* [Задание A]
Перепишите полностью фрагмент о II съезде кадетской партии, не изменяя в нем ни одного знака.
=== Текст для чтения ===
И все-таки, несмотря на последнюю резолюцию и некоторые другие решения, II съезд явно развернул партию вправо, подтолкнув ее к неохотному принятию консервативных конституционных новаций, предложенных режимом. Идея борьбы за Учредительное Собрание была тихо задвинута на дальнюю полку, тактика бойкота выборов отвергнута, и, невзирая на риторику, партия нацелилась на конструктивную законодательную работу в Думе. В значительной мере этот сдвиг состоялся благодаря Струве, который в данной ситуации выступил в роли ведущего представителя консервативного крыла партии.

Под занавес съезда Струве был избран в состав трех важных комитетов, образованных партией. Первый, в который он вошел в паре с Милюковым, возглавлялся С.А. Муромцевым и был призван выработать общие рекомендации для фракции кадетов в Государственной Думе. Второму, в котором он стал председателем, предстояло подготовить к следующему съезду проект заявления, определяющего взаимоотношения между ЦК и думской фракцией кадетов. Третьему, где он также удостоился председательского кресла, поручили заняться «рабочим вопросом».
===
* [Задание B]
Найдите в записях ниже все строки, содержащие слово «brick», и выпишите каждую из них целиком.
=== Исходные данные ===
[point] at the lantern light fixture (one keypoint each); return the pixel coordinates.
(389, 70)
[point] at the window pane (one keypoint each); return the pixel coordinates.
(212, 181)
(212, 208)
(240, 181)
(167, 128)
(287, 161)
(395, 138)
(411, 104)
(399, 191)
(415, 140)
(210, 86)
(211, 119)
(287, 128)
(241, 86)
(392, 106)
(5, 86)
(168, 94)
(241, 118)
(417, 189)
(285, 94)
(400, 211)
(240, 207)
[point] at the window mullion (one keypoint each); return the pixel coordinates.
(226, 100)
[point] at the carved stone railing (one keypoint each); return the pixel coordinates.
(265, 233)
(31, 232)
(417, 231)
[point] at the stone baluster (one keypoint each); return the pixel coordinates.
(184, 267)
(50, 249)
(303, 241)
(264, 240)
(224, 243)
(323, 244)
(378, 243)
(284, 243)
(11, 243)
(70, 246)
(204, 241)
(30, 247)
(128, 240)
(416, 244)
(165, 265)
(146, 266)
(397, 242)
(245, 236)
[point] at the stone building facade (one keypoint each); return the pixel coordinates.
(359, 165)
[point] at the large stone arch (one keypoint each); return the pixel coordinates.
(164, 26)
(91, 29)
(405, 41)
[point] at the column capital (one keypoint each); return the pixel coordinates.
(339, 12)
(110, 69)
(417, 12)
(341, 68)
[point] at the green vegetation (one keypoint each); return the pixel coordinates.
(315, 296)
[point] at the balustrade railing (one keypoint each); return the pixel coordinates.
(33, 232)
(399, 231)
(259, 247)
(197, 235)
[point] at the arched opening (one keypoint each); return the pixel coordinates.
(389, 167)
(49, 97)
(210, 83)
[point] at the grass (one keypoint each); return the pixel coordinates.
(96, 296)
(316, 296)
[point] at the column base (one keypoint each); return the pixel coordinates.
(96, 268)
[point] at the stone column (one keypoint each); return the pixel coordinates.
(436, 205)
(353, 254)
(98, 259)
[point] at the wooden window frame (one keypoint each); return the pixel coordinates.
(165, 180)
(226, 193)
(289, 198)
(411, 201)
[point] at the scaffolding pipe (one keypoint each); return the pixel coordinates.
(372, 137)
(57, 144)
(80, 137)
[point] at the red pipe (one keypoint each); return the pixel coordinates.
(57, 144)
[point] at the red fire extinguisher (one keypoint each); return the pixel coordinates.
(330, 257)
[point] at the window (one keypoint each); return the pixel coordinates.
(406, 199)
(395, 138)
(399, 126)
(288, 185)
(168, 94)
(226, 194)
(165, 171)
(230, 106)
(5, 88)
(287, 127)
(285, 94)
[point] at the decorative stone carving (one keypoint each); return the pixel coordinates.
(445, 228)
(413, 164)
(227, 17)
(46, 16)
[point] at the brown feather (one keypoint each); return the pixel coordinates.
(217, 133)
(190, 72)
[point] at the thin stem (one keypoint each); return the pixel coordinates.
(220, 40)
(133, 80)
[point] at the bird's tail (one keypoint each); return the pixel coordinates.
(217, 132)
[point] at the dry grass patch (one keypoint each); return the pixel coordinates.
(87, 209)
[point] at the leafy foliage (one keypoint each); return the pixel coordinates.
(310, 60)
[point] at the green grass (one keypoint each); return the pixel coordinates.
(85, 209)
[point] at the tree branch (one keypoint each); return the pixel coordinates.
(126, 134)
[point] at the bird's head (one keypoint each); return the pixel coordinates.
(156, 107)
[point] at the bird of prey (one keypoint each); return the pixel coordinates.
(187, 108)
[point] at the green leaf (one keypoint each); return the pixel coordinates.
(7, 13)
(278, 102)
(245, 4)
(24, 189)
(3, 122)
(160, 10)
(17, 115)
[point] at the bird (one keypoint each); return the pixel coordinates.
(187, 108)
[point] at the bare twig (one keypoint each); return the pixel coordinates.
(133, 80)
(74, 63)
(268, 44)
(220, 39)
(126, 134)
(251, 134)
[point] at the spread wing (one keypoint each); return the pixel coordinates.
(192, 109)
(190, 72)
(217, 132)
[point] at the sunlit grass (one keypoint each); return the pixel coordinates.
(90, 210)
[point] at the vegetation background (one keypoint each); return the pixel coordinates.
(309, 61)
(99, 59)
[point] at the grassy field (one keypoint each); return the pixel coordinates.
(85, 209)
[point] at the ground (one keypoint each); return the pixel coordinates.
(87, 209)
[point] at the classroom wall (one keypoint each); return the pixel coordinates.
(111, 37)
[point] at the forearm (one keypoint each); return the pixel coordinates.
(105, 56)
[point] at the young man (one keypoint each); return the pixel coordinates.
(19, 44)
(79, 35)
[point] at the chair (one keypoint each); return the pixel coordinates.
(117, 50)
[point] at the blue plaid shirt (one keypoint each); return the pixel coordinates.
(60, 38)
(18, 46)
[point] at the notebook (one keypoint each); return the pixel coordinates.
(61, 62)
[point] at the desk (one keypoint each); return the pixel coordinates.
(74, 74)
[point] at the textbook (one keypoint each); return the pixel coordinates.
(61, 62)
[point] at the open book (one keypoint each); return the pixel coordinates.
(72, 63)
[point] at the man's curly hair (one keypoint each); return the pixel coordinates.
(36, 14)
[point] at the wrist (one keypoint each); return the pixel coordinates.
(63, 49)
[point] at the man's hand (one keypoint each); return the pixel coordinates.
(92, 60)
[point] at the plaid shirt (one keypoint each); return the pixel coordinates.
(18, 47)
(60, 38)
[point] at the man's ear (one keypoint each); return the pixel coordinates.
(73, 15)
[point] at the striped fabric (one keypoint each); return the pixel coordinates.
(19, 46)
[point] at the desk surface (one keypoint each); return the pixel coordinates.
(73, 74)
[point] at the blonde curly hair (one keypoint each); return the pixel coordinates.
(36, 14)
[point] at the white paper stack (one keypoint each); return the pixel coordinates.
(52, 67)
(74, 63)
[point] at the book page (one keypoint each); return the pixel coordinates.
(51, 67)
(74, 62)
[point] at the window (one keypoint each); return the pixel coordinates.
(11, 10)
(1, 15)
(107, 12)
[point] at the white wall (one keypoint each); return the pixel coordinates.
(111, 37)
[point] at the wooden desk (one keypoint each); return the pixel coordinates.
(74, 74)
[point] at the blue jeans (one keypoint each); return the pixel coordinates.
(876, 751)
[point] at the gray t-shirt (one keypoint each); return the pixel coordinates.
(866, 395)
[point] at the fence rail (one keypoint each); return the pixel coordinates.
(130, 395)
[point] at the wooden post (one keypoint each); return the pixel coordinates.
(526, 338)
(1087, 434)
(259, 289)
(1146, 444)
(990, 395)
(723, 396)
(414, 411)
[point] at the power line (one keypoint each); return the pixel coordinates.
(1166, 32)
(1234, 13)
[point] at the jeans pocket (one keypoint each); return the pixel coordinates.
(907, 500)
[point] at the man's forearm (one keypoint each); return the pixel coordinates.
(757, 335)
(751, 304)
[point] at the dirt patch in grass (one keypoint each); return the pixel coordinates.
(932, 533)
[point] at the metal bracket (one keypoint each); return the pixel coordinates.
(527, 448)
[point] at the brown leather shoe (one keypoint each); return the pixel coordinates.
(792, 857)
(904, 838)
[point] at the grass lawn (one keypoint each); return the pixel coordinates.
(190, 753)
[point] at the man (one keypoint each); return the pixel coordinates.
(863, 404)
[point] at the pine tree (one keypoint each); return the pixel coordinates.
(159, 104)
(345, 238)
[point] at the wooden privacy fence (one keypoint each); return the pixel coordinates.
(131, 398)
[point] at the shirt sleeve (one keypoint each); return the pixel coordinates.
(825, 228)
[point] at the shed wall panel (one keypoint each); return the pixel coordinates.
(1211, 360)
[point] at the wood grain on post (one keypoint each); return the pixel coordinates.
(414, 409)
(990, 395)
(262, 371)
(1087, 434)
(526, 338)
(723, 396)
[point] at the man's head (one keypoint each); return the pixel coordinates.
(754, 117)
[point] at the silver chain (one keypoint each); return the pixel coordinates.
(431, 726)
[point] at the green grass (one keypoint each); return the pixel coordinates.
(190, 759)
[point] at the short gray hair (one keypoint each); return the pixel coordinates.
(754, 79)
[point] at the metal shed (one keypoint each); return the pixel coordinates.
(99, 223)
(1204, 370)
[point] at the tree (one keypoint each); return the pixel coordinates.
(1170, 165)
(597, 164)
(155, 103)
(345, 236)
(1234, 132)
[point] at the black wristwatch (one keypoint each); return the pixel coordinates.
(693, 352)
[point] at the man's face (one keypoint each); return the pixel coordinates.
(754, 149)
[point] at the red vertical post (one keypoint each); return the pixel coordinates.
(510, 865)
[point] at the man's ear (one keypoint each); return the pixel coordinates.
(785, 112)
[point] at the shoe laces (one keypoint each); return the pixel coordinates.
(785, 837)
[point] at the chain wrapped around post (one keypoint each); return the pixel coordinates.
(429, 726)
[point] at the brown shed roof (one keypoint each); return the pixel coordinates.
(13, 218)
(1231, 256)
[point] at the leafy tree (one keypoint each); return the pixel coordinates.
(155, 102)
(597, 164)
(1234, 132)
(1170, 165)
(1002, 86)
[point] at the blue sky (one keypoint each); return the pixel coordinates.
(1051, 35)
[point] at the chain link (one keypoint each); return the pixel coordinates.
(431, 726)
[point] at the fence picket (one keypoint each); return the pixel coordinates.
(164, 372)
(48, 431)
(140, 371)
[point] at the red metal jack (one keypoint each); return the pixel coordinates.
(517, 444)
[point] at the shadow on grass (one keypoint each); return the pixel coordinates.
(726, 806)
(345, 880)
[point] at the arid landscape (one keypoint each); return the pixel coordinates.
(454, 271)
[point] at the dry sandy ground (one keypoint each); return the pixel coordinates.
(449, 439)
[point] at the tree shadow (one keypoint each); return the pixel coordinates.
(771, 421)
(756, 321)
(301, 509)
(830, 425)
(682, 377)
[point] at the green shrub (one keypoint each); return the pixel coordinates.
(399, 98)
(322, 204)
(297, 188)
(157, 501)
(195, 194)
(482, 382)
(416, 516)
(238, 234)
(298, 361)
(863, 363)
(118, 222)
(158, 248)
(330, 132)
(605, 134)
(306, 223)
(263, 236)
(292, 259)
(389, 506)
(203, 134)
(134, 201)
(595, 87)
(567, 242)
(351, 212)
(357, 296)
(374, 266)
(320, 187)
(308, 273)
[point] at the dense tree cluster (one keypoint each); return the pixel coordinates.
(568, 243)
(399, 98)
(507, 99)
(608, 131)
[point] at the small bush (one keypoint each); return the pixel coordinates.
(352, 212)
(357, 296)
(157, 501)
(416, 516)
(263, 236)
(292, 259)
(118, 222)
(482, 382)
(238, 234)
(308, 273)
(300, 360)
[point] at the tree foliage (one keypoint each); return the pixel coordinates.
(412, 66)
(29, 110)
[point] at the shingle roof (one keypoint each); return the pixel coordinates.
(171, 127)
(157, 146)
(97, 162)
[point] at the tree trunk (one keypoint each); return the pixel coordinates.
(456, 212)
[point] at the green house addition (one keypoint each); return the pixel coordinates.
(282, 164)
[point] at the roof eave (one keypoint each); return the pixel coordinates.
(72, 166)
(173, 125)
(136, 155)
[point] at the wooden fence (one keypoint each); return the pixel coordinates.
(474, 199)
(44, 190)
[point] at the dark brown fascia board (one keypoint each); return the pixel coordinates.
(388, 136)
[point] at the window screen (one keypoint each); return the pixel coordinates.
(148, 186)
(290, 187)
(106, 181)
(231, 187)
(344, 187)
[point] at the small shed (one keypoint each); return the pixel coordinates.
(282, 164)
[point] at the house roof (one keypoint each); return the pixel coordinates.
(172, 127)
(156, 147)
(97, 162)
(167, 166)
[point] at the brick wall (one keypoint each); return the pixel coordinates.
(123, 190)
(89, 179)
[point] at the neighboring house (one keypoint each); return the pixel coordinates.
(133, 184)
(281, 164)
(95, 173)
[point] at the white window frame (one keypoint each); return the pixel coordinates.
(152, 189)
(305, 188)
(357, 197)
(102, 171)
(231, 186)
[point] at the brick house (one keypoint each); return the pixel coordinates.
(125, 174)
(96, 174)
===
* [Правильный ответ A]
И все-таки, несмотря на последнюю резолюцию и некоторые другие решения, II съезд явно развернул партию вправо, подтолкнув ее к неохотному принятию консервативных конституционных новаций, предложенных режимом. Идея борьбы за Учредительное Собрание была тихо задвинута на дальнюю полку, тактика бойкота выборов отвергнута, и, невзирая на риторику, партия нацелилась на конструктивную законодательную работу в Думе. В значительной мере этот сдвиг состоялся благодаря Струве, который в данной ситуации выступил в роли ведущего представителя консервативного крыла партии.

Под занавес съезда Струве был избран в состав трех важных комитетов, образованных партией. Первый, в который он вошел в паре с Милюковым, возглавлялся С.А. Муромцевым и был призван выработать общие рекомендации для фракции кадетов в Государственной Думе. Второму, в котором он стал председателем, предстояло подготовить к следующему съезду проект заявления, определяющего взаимоотношения между ЦК и думской фракцией кадетов. Третьему, где он также удостоился председательского кресла, поручили заняться «рабочим вопросом».

* [Правильный ответ B]
[point] at the brick wall (one keypoint each); return the pixel coordinates.
[point] at the brick house (one keypoint each); return the pixel coordinates.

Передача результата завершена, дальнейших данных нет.